- [TASK DIRECTIONS]
Beneath this task are records; tally the lines in them that contain "trunk" and report only the number.

-- STUDY MATERIAL follows --

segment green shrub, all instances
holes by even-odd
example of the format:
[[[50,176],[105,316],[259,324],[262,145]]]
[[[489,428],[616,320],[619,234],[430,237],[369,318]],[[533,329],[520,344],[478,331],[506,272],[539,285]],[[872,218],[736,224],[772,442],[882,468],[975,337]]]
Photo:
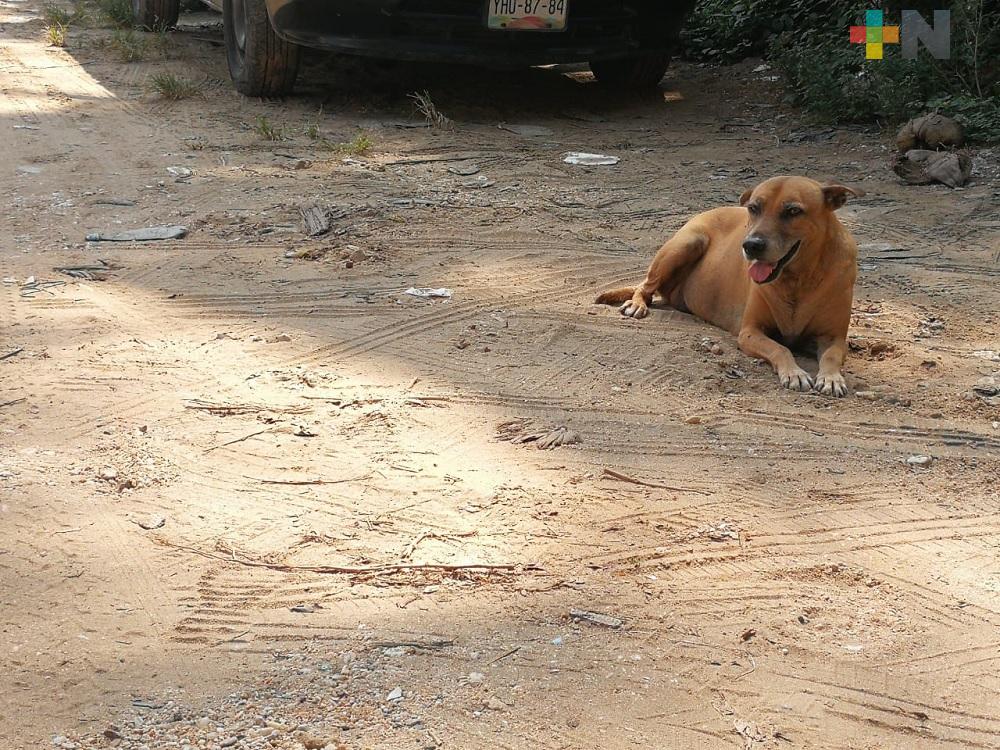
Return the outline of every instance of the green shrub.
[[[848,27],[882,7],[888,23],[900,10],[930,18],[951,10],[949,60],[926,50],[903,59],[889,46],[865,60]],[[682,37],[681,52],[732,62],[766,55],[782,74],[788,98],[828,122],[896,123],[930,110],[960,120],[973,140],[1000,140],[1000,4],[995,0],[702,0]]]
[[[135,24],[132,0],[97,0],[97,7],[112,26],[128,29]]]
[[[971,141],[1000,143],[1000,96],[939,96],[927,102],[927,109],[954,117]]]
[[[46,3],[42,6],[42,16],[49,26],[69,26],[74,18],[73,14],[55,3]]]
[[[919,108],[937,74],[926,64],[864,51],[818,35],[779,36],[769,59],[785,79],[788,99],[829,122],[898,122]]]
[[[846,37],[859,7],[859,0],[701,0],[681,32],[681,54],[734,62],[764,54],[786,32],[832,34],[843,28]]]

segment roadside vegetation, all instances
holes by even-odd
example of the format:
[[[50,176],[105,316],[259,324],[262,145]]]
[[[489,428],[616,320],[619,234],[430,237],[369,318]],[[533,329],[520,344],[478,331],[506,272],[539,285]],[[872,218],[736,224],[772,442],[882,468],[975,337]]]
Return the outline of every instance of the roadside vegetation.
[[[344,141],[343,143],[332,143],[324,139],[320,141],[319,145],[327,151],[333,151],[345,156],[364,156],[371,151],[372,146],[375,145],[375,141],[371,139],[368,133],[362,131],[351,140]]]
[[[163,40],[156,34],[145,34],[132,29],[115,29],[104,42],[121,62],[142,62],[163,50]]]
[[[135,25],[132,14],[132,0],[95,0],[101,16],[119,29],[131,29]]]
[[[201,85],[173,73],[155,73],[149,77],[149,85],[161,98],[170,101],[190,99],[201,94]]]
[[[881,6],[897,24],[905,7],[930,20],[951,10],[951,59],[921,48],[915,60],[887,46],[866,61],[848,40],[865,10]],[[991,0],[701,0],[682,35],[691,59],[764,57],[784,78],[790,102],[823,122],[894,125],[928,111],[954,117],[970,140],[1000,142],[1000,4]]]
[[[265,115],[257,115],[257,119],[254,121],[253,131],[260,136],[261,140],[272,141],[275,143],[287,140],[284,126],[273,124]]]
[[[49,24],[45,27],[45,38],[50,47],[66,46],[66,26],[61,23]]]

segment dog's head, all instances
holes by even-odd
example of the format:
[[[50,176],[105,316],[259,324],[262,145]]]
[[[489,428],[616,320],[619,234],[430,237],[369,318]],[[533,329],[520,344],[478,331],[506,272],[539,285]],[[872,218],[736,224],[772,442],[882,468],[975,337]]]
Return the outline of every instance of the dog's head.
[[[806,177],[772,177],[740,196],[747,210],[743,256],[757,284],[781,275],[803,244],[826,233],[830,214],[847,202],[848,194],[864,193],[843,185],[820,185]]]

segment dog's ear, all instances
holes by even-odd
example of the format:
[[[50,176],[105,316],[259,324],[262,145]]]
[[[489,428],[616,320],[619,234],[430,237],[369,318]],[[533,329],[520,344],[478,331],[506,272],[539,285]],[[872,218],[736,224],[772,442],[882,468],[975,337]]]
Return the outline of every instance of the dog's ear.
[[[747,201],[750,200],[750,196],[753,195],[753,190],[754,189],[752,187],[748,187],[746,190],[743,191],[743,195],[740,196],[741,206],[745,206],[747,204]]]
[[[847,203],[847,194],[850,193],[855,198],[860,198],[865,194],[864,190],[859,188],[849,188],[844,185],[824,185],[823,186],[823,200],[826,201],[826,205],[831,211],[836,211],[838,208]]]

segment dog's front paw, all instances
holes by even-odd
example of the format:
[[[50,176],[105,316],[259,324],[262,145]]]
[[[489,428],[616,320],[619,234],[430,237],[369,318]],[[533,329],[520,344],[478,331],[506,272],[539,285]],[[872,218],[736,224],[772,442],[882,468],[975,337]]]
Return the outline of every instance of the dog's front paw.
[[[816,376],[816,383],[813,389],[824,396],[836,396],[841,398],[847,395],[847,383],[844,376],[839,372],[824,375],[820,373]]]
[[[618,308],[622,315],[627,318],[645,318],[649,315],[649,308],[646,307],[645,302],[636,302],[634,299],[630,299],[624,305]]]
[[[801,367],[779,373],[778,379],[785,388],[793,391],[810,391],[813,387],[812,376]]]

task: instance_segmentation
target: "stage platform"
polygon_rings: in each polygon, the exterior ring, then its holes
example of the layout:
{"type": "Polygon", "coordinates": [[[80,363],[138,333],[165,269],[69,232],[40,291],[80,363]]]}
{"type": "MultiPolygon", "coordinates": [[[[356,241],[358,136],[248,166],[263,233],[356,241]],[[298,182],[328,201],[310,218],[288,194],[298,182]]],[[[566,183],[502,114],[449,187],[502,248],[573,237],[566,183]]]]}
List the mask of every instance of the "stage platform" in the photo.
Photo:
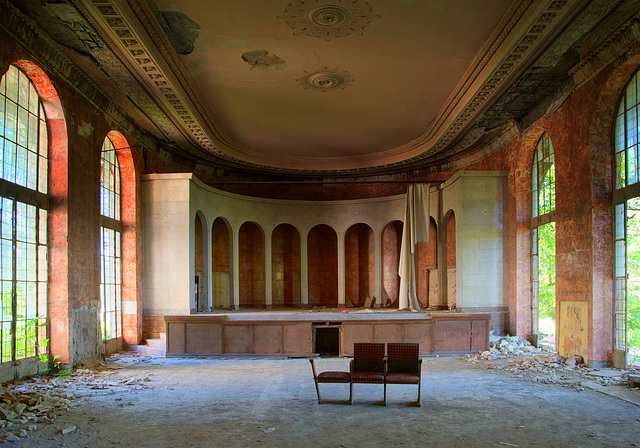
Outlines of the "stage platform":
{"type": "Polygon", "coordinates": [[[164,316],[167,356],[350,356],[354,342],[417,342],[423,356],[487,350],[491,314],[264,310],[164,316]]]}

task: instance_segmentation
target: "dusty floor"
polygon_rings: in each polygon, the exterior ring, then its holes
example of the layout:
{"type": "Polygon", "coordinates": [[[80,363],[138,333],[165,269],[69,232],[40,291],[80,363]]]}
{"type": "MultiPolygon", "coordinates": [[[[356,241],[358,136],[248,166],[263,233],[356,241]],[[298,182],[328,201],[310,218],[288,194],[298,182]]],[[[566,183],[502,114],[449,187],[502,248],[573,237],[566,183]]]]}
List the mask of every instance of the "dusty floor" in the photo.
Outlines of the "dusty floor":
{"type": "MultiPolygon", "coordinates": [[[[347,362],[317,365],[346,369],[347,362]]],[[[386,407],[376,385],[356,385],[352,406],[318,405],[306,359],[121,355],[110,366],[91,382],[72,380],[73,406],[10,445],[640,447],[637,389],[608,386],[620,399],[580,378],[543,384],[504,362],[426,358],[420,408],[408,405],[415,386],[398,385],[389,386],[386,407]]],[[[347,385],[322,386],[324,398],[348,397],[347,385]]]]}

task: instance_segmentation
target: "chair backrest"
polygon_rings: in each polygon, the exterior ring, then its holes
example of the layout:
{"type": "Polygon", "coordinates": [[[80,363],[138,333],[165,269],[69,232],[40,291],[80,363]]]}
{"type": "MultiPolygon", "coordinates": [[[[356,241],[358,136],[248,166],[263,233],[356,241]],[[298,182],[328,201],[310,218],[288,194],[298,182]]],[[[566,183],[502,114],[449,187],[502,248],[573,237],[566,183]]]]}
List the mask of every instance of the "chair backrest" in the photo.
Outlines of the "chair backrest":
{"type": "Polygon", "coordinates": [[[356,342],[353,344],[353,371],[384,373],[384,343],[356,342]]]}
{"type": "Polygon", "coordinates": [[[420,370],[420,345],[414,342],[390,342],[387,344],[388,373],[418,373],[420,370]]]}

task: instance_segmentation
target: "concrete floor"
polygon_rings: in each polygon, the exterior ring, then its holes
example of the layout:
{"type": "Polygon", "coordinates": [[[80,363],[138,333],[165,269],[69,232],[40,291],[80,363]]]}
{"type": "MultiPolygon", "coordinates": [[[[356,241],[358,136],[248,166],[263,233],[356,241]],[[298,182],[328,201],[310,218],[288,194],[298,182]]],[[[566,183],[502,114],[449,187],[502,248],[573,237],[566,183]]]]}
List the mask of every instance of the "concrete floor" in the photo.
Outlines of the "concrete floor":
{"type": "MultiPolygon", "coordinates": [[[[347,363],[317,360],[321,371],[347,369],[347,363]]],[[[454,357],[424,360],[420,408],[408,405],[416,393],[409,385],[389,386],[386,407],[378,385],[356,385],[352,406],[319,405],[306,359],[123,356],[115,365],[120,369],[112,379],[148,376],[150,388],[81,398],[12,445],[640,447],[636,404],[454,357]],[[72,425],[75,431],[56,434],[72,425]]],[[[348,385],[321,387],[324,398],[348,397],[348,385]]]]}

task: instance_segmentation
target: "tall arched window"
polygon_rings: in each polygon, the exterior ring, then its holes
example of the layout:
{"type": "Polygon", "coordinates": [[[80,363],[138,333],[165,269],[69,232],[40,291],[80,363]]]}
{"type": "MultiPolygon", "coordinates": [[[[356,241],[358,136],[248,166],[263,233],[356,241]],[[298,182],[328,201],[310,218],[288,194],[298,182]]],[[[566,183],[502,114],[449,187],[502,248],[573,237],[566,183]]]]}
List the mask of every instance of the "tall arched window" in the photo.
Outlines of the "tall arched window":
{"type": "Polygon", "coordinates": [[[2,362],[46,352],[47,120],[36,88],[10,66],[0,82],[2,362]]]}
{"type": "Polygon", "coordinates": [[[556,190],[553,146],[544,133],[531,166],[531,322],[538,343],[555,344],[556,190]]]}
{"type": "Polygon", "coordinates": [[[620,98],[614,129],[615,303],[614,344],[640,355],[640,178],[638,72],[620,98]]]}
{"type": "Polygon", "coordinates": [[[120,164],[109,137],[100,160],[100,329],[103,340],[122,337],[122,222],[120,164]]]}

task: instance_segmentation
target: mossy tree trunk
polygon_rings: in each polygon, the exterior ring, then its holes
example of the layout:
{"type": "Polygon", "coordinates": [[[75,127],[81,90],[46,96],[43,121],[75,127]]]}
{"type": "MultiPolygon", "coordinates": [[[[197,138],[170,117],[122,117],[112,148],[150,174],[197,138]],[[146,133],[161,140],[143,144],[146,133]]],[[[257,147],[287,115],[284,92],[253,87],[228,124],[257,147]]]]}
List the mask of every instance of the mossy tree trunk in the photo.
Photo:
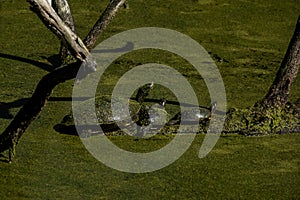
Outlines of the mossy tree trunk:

-- STUDY MATERIAL concluded --

- [EXERCISE ANSWER]
3